#### Data lines ####

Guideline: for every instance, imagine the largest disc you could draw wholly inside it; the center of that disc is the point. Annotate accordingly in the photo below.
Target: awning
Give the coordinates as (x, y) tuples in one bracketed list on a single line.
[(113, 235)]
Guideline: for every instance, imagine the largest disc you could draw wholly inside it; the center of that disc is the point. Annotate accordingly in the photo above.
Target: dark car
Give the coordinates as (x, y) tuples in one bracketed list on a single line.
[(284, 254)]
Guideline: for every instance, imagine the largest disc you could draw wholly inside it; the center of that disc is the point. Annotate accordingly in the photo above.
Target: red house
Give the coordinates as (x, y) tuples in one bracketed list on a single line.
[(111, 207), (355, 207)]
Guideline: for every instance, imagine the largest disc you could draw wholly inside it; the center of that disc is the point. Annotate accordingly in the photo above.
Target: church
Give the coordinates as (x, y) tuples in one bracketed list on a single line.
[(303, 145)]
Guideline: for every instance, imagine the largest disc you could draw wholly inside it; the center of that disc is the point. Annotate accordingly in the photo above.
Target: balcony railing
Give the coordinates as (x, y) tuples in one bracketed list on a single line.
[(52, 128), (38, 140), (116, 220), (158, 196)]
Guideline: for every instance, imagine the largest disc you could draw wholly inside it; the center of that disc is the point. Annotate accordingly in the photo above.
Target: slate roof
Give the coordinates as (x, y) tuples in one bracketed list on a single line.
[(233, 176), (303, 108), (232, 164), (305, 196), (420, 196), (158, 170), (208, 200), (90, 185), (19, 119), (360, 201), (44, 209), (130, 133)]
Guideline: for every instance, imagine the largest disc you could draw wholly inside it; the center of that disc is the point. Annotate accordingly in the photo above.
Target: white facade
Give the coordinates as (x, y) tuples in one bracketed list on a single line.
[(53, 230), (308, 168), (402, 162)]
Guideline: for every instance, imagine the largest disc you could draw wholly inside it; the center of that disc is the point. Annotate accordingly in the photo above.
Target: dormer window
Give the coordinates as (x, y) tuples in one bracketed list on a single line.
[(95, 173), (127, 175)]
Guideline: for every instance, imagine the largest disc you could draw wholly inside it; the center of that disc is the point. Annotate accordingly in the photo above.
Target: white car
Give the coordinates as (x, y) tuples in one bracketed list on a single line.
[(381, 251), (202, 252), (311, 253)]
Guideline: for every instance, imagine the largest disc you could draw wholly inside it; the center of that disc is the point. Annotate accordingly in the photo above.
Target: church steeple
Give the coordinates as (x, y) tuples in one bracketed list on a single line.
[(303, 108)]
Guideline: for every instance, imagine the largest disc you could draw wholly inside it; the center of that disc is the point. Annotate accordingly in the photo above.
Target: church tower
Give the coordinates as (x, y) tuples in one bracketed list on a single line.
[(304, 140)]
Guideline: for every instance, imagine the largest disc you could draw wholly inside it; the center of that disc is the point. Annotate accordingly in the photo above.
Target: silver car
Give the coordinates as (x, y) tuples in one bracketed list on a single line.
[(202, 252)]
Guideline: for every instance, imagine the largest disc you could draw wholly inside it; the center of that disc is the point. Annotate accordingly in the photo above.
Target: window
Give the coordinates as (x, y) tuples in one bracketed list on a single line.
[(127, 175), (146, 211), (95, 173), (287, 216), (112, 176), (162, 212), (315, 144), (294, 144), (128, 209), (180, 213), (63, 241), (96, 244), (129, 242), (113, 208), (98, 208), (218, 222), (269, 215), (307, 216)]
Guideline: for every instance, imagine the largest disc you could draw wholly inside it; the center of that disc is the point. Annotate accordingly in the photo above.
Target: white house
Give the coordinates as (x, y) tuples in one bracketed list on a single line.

####

## Exercise description
Copy every one of the lines above without changing a word.

## Response to the task
Guideline: for every instance, imagine the largest disc you could draw wholly inside it; the center of that disc is the point. Annotate accordingly in the photo below.
Target: awning
Give the coordinates as (x, y) tuples in one bracketed list on a single line.
[(113, 235)]
Guideline: for every instance, imagine the largest disc you could draw wholly inside it; the center of that disc is the point. Annotate accordingly in the photo above.
Target: dark car
Give the coordinates as (x, y) tuples in one bracketed list on a single line.
[(284, 254)]
Guideline: for every instance, imagine the largest disc you could draw wholly inside it; the center of that disc is the point. Annotate accordingly in the photo above.
Target: red house
Give the coordinates as (x, y) tuples in one bracketed list on a single line.
[(111, 207), (355, 207)]
Guideline: for every instance, imagine the largest disc you could draw wholly inside it; the center of that disc is the point. Annotate accordingly in the photo above.
Target: church
Give the coordinates as (x, y) tuples in one bracketed list on a single line.
[(303, 145)]
Guideline: for every instance, imagine the largest disc you could draw wholly inside it; the center of that disc is the point. Annotate accordingly in the photo above.
Target: balcony railing
Give the coordinates as (x, y) tuples in one bracketed list on a single line.
[(52, 128), (38, 140), (116, 220), (158, 196)]
Guideline: for every instance, imagine the largest disc you could draw wholly inside it; the center of that disc is the point. Annotate accordingly in the photo above.
Target: slate roof
Give the coordinates as (x, y) tuples in one bracketed list on a single line.
[(233, 176), (303, 108), (232, 164), (305, 196), (420, 196), (158, 170), (208, 200), (90, 185), (19, 119), (360, 201), (44, 209), (130, 133)]
Guideline: for every instance, imagine the largest disc you could draw wholly inside it; the center of that disc is the point. Annotate accordingly in the photo above.
Target: white facade
Give the coordinates as (x, y) tuples in one bracketed list on a single line.
[(53, 230), (308, 168), (402, 162)]
Guideline: for every instance, imagine the largest disc you could draw wholly inside it; the center of that disc is the point. Annotate accordingly in the photo above.
Target: dormer window
Give the coordinates as (x, y) tuples in one bracketed list on a single line.
[(95, 173), (127, 175)]
Guideline: for every instance, imagine the largest disc you could draw wholly inside it; the center of that disc is the point. Annotate accordingly in the photo above.
Target: white car
Give the coordinates as (x, y) tuples in one bracketed list on a single line.
[(381, 251), (202, 252), (311, 253)]
Guideline: for every instance, imagine the largest disc you could draw wholly inside it; the center of that disc is the point. Annotate accordingly in the photo above.
Target: church steeple
Give the coordinates as (x, y) tuples in one bracketed list on a single line.
[(303, 108)]
Guideline: for every instance, imagine the largest disc you could draw wholly inside it; the center of that disc is the point. Annotate accordingly in the photo above.
Target: church tower
Give the coordinates as (x, y) tuples in one bracketed list on a single line.
[(304, 140)]
Guideline: for every instance, imagine the largest disc you could draw wholly inside it; the center of that disc is the point. Annotate accordingly in the photo above.
Target: silver car
Give the coordinates as (x, y) tuples in one bracketed list on a single line.
[(202, 252)]
Guideline: for every instance, imagine the largest disc you could draw wholly inside it; the center of that disc is the point. Annotate accordingly in the photo above.
Target: window
Give the coordinates as (x, y) tuples in one bracketed list on a single line.
[(127, 175), (146, 211), (95, 173), (287, 216), (112, 176), (162, 212), (315, 144), (294, 144), (128, 209), (180, 213), (63, 241), (96, 244), (129, 242), (113, 208), (98, 208), (218, 222), (269, 215), (307, 216)]
Guideline: for every instance, imagine the largest disc you could draw wholly inside it; the center of that disc is the point. Annotate accordingly in the photo above.
Target: white house
Give the coordinates as (x, y) tuples in one bracketed list on a single line.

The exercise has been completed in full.